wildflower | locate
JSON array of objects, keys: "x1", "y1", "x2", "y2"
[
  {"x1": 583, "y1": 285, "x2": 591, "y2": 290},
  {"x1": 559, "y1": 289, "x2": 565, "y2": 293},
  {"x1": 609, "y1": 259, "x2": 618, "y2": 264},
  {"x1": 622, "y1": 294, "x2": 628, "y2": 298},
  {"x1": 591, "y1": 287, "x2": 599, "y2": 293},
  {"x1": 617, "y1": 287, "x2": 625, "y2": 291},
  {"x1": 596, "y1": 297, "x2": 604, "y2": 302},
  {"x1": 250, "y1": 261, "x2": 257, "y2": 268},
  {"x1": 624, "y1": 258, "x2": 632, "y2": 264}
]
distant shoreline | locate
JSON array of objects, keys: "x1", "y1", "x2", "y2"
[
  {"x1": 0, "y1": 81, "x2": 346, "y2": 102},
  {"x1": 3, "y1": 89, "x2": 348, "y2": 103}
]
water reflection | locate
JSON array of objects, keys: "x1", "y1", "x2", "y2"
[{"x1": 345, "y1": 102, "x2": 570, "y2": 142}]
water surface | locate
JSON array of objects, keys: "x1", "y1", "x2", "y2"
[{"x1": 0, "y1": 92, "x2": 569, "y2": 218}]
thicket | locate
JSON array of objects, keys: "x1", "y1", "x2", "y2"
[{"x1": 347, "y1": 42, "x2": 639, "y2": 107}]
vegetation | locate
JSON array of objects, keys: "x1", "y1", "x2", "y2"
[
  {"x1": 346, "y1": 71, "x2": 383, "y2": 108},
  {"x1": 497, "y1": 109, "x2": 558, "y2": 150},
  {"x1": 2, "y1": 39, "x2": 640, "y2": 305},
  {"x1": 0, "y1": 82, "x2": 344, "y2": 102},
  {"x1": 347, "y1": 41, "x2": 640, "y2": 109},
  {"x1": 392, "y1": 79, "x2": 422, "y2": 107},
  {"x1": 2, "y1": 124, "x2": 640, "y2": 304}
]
_ _ _ _
_What you are asked to do_
Write out every line from the entries where "locate" appears.

_Reply to the exercise_
wildflower | locate
distant shoreline | locate
water reflection | locate
water surface | locate
thicket | locate
vegetation | locate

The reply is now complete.